» **Data lines**:
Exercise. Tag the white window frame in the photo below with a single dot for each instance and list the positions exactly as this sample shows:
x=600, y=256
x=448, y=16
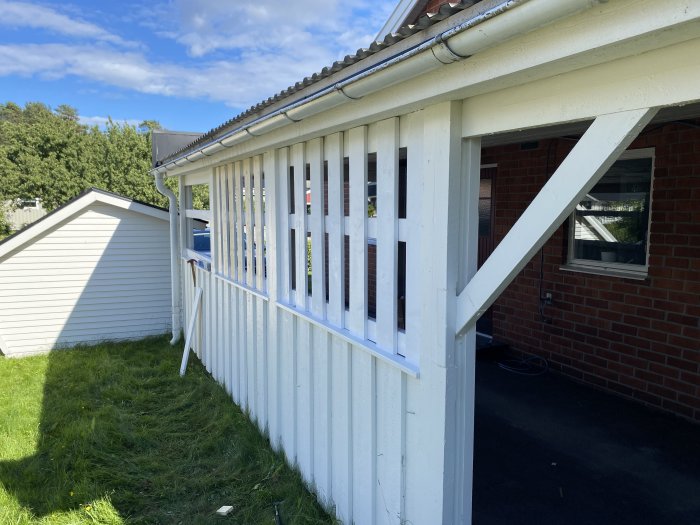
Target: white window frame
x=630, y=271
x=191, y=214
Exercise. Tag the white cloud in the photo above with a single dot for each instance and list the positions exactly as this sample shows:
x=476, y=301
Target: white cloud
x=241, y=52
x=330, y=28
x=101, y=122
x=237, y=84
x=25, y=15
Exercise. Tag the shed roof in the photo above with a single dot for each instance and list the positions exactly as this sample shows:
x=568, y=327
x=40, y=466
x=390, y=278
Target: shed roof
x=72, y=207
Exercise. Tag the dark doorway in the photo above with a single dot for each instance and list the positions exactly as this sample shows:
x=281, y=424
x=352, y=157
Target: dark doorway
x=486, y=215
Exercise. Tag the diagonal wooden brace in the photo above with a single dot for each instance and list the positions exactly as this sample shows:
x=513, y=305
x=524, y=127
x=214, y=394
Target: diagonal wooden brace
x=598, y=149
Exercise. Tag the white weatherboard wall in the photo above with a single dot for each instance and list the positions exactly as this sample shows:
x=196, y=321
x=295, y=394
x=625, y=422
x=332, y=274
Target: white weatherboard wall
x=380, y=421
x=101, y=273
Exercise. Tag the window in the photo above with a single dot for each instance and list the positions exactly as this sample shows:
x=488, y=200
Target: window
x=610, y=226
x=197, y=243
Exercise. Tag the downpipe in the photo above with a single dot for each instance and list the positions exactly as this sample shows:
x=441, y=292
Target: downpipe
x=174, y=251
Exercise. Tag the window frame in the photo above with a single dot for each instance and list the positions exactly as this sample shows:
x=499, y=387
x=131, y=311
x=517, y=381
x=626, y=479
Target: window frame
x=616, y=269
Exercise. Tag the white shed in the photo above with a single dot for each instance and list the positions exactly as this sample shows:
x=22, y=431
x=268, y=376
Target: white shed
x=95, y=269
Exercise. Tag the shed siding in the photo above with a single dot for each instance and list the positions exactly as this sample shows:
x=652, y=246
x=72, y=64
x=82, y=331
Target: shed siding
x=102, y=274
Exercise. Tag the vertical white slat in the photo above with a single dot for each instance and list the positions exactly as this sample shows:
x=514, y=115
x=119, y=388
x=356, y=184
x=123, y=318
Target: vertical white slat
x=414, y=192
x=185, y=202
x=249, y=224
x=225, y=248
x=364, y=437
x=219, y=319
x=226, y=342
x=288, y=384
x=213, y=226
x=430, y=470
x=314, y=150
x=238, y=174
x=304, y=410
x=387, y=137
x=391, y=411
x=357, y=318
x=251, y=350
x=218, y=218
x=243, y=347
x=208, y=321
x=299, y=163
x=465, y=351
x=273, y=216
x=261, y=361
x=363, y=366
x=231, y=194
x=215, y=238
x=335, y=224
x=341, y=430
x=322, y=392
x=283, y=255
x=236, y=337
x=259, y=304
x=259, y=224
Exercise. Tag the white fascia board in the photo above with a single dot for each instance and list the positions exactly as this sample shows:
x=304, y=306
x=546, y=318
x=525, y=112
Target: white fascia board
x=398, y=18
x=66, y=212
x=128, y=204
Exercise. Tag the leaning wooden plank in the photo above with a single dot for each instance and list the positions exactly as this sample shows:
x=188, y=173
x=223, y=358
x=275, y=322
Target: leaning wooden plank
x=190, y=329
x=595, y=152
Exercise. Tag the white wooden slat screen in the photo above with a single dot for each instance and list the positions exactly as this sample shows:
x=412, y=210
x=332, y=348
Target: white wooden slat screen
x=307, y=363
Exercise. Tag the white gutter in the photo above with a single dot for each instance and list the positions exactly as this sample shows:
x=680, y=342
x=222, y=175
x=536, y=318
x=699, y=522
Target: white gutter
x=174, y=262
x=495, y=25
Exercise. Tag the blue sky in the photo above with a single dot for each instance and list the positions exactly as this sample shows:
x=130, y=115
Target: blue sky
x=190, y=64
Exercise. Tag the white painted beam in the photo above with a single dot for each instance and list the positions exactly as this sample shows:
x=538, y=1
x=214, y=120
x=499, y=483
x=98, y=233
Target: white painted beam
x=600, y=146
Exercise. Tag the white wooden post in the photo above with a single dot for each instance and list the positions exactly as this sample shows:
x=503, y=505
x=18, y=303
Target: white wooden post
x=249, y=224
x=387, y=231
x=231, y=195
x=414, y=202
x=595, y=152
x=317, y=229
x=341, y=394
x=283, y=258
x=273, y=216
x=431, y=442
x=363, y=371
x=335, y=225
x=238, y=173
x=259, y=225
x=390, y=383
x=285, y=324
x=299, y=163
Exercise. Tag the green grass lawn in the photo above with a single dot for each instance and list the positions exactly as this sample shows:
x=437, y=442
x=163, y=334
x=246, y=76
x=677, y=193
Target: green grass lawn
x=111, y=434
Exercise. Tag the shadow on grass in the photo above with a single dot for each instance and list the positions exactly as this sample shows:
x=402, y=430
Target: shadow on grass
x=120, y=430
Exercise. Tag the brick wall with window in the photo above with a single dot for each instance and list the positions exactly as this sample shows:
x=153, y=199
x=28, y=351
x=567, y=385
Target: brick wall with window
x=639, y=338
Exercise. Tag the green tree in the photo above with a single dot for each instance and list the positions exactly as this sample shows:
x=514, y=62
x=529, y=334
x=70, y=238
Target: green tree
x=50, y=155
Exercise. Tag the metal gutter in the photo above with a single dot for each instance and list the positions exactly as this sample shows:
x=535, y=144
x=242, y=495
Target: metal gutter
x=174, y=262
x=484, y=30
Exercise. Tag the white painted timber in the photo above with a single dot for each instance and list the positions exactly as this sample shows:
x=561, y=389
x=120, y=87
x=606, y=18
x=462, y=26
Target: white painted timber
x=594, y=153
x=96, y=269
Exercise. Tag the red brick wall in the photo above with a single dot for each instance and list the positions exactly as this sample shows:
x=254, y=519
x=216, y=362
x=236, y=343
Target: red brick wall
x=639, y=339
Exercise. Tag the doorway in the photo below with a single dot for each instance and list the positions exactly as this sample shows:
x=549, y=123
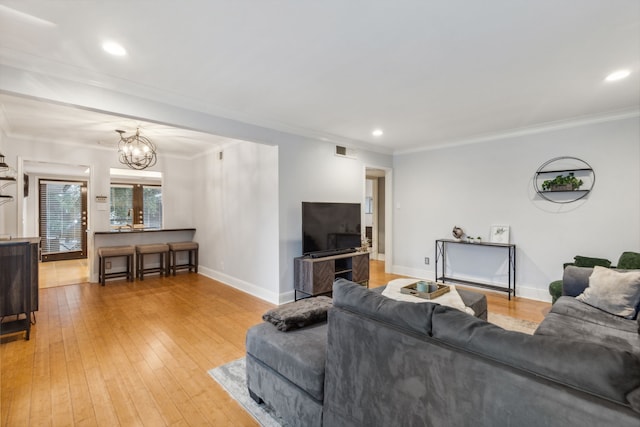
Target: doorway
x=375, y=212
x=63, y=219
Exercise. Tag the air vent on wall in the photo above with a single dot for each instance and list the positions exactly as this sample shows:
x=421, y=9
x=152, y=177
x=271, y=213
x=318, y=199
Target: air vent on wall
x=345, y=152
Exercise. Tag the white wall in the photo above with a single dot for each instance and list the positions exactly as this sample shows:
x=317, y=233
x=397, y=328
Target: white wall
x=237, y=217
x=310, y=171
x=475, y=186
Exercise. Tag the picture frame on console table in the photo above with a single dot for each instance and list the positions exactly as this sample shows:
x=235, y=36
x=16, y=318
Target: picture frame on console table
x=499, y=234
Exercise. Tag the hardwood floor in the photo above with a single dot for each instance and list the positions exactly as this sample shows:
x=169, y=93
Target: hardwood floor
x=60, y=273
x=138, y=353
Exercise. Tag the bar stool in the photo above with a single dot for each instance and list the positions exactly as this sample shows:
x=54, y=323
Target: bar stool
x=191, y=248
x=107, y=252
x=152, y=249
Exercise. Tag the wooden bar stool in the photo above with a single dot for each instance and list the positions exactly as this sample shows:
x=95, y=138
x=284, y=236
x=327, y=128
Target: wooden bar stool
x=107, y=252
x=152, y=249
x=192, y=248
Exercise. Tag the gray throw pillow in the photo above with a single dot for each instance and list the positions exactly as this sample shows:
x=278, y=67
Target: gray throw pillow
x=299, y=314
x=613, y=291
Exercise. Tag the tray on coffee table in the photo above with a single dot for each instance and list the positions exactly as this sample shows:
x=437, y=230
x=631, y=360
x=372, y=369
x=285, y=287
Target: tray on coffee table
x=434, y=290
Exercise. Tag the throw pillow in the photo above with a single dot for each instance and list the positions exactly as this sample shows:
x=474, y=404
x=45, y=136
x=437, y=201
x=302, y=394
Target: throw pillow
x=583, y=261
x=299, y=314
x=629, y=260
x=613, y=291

» **Task goal**:
Retype the entries from the line containing "Exercise. Tag the metal" through the line containing "x=96, y=269", both lines included, with nothing changed.

» **Written solution**:
Exercise. Tag the metal gutter in the photo above with a single dot for each instance and list the positions exactly as this sample shows:
x=535, y=144
x=242, y=495
Target: metal gutter
x=174, y=262
x=484, y=30
Exercise. Tag the white painted timber in the photo above with a single dot for each instance and list the positions exactly as this sample shows:
x=561, y=389
x=120, y=87
x=606, y=18
x=462, y=26
Target: white painted timber
x=594, y=153
x=96, y=269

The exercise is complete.